Re: Aapche process questions

2018-04-04 Thread Andy Grove
Wes,

We talked about nightlies and downstream dependencies and I just want to be
clear I'm understanding what you are suggesting. Apologies if I'm being a
bit slow.

I think we are in agreement that nightlies make sense for now because
things are moving fast and this Rust library is very new.

I can build nightly releases myself, but if I publish those to crates.io,
they should be under a separate name and not using the "arrow" crate that I
established for this project on crates.io

Is that correct?

Thanks,

Andy.

On Wed, Apr 4, 2018 at 6:29 PM, Wes McKinney  wrote:

> Hi Andy,
>
> You're free to do whatever you like outside of Apache infrastructure -- I
> don't think we can have the apache/arrow Travis publishing artifacts to
> crates.io, though.

┄┄┄┄┄┄┄┄┄┄

**THE PROBLEM**
Carry on the mailing-list thread about publishing nightly Rust builds, beginning right after its last sentence.

**RECORDED DATA**
┄┄┄┄┄┄┄┄┄┄

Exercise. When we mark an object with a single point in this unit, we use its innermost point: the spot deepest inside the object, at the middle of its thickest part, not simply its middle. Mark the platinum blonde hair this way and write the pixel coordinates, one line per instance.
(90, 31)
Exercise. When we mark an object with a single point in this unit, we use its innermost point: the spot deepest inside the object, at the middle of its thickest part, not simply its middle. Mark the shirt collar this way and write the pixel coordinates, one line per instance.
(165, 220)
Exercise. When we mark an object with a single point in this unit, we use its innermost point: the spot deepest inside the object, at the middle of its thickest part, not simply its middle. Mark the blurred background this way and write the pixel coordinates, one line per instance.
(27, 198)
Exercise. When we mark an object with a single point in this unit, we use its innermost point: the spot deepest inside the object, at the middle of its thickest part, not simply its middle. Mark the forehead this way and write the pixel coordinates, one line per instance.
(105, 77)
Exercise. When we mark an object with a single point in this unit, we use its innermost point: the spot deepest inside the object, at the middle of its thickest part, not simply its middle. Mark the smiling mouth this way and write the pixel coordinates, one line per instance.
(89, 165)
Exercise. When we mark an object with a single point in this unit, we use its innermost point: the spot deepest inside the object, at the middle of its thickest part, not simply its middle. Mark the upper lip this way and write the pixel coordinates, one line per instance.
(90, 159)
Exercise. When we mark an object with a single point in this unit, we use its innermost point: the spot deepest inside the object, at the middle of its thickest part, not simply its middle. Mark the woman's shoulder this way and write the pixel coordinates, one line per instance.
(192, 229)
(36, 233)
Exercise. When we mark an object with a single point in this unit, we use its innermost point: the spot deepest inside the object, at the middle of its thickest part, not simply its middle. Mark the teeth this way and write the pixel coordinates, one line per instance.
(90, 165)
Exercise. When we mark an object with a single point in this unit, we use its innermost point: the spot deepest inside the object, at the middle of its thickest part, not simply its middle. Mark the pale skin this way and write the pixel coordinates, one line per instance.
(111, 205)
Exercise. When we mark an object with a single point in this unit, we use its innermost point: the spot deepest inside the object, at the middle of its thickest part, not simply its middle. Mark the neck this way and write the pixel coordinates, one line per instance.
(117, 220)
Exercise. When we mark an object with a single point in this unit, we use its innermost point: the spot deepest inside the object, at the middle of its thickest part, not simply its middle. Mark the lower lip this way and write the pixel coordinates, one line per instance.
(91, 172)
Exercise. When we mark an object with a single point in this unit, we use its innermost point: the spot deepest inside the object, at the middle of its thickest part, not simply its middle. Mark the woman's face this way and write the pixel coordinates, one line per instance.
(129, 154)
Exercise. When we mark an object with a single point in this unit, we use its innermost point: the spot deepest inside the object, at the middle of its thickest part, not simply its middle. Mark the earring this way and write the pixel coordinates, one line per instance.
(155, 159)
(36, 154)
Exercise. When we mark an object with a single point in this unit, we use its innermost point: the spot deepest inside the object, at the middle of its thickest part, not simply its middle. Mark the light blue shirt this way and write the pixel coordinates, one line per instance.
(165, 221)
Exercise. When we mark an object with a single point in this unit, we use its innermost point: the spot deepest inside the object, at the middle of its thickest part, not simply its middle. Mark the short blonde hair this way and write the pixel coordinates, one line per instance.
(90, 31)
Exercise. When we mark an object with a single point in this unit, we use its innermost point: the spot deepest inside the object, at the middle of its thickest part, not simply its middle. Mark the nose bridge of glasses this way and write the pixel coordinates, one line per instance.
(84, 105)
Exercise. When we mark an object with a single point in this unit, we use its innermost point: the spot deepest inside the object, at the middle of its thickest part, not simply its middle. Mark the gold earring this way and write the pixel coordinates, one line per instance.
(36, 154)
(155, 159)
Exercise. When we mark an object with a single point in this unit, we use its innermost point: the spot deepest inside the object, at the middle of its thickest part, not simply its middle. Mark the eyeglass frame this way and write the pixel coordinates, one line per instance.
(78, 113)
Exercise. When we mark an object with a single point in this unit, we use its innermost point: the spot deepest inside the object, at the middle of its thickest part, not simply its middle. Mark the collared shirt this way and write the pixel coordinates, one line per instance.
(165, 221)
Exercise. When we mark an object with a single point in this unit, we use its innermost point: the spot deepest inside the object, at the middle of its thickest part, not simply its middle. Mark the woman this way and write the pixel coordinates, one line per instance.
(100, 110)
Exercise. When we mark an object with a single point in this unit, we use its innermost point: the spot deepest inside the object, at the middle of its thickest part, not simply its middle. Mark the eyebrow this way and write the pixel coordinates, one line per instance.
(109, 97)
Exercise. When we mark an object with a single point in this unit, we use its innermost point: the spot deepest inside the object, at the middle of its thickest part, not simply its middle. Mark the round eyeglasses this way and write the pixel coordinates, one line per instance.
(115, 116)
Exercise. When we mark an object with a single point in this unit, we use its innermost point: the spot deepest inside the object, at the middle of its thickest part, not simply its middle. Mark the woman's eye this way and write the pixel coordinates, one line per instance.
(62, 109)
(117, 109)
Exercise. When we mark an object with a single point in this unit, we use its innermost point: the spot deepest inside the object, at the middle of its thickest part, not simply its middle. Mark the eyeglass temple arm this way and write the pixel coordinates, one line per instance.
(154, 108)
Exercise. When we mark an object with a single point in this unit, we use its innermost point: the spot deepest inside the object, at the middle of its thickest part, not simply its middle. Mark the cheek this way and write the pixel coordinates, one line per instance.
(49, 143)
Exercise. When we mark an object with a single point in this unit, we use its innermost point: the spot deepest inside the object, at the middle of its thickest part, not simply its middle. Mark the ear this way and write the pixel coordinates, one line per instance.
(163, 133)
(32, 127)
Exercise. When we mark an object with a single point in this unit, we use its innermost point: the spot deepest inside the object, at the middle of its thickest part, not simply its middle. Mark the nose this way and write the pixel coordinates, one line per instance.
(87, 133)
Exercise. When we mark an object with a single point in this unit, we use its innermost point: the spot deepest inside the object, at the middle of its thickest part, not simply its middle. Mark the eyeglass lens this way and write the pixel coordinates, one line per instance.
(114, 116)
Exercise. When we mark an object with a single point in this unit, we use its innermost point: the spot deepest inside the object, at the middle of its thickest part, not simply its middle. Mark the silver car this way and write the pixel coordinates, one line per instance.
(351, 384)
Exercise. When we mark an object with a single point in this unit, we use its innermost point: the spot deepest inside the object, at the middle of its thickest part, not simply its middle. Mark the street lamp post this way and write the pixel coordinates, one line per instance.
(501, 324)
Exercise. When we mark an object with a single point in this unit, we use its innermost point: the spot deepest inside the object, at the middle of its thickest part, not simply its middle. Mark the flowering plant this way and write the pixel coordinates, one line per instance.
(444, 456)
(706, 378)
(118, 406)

┄┄┄┄┄┄┄┄┄┄

**RESPONSE TO THIS TASK**
>
> If you want to have some scripts in the repo to help with creating
> nightlies, that's totally fine, but this isn't something that the PMC is
> able to do anything about formally. We documented our nightly build tool
> for Python here
>
> https://github.com/apache/arrow/blob/master/python/doc/
> source/development.rst#nightly-builds-of-arrow-cpp-
> parquet-cpp-and-pyarrow-for-linux
>
> - Wes
>
> On Wed, Apr 4, 2018, 7:13 PM Andy Grove  wrote:
>
> > Wes,
> >
> > Thanks for the feedback.
> >
> > A nightly release sounds appealing in these early days. Technically, I
> > assume this is just a case of configuring travis to update the minor
> > version number and run a "cargo publish" on master once per day (if there
> > are changes)?
> >
> > From a process point of view, what is involved in deciding whether to do
> > this or not?
> >
> > Thanks,
> >
> > Andy.
> >
> >
> >
> >
> > On Wed, Apr 4, 2018 at 8:18 AM, Wes McKinney 
> wrote:
> >
> > > hi Andy,
> > >
> > > > My argument for doing this is that although other Rust developers can
> > > set up a github dependency in their Cargo,toml, this just isn't a
> natural
> > > way to work in Rust so we are making it hard for people to experiment
> > with
> > > Arrow.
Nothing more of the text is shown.